BEGIN
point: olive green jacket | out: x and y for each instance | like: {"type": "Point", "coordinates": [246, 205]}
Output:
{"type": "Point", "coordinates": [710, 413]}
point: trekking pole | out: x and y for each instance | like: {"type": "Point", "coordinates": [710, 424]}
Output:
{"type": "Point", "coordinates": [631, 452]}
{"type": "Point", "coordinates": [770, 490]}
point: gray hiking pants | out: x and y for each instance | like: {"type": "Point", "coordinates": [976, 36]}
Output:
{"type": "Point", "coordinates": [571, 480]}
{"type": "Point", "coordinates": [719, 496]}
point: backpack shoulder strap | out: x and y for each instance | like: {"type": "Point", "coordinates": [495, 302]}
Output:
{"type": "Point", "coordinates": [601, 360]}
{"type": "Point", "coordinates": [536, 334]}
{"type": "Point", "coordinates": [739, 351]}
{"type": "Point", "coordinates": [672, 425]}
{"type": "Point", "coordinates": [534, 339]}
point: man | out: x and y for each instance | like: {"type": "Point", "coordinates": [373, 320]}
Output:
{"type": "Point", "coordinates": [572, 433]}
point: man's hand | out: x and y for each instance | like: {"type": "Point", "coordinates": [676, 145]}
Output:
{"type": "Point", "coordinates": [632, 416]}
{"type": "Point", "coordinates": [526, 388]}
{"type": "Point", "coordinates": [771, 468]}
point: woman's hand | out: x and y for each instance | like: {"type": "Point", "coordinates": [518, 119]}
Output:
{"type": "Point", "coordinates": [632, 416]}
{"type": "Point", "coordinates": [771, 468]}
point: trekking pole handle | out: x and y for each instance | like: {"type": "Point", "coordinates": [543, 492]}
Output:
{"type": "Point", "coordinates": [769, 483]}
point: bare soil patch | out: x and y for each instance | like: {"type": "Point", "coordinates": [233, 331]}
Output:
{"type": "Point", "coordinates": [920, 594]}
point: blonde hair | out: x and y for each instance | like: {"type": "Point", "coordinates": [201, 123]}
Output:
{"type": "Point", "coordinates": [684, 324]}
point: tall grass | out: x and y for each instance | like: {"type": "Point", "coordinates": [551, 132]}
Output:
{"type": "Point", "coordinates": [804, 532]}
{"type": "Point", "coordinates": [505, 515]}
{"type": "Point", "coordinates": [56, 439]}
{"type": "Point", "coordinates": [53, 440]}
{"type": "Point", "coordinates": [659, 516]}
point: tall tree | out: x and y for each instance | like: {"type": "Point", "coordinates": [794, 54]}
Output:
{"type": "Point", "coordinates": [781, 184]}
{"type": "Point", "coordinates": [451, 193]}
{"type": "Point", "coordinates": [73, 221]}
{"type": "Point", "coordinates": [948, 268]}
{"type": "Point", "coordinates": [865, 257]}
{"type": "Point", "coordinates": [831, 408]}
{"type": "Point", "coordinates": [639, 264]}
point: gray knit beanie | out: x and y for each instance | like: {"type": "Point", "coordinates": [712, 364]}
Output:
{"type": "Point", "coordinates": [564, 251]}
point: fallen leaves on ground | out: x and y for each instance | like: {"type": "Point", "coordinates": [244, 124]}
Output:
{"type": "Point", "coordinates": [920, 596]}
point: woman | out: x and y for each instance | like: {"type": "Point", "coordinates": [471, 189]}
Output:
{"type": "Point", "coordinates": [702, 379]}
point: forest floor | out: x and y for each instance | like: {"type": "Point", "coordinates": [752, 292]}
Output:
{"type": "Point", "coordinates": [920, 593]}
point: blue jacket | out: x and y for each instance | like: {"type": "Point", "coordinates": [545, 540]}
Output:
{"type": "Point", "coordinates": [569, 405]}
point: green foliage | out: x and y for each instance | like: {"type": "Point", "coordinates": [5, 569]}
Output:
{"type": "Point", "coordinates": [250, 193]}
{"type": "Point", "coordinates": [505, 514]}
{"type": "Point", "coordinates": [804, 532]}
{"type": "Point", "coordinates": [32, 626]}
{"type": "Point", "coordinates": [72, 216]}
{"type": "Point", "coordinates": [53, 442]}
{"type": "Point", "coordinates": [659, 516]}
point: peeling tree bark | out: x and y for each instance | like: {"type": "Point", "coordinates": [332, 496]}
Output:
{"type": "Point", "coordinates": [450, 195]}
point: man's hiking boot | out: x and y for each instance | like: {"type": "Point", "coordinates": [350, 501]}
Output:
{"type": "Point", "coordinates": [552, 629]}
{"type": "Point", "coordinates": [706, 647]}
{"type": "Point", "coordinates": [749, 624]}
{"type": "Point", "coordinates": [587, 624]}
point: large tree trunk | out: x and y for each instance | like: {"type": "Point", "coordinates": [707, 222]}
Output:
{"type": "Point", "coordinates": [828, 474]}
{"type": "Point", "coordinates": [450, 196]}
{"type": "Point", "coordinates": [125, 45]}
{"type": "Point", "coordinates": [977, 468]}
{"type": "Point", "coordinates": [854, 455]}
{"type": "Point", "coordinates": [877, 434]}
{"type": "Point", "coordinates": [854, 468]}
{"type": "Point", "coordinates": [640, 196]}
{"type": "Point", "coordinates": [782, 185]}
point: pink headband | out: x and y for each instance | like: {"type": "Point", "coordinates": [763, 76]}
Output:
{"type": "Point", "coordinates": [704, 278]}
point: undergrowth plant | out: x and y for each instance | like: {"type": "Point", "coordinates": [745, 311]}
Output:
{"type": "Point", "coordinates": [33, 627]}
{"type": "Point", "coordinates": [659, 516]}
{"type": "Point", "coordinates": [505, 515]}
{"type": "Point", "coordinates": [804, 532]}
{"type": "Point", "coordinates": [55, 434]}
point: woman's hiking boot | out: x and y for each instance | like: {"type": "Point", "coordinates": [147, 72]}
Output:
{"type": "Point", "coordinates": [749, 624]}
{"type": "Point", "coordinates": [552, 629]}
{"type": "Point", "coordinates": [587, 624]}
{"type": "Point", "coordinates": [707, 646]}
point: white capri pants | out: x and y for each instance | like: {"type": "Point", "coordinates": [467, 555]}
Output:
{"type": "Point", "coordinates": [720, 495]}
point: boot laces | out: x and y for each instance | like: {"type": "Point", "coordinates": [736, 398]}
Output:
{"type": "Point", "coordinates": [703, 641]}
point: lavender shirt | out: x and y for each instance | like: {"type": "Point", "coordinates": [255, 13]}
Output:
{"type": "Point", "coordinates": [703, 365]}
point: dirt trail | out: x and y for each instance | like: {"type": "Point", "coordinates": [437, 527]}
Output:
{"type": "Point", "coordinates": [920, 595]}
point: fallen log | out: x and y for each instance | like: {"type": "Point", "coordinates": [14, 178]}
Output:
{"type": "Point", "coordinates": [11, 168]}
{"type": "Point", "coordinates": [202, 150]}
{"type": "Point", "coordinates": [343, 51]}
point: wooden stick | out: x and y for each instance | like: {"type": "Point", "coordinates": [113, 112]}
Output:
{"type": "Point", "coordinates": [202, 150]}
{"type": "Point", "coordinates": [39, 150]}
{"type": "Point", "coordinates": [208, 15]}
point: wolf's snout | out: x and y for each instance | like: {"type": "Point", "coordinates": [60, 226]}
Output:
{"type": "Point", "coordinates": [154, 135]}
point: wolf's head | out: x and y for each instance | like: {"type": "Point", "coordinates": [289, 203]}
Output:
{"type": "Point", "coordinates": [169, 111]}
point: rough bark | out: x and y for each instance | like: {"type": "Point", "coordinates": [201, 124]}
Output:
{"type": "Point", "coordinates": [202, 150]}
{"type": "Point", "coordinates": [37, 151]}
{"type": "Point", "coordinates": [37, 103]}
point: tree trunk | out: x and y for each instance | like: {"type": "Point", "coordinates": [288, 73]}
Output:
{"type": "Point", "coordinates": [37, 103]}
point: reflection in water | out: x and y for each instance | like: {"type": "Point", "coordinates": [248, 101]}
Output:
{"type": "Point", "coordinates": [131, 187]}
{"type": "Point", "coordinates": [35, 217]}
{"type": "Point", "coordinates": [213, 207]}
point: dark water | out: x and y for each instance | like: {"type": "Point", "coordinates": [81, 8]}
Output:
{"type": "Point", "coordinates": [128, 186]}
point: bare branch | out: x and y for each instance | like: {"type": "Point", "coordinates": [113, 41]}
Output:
END
- [Exercise requirements] In the entries above, find each line that includes the string "pole" and copy it.

- [Problem solution]
point: trekking pole | out: x and y for each instance | like: {"type": "Point", "coordinates": [710, 424]}
point: trekking pole handle | out: x and y for each instance | like: {"type": "Point", "coordinates": [543, 492]}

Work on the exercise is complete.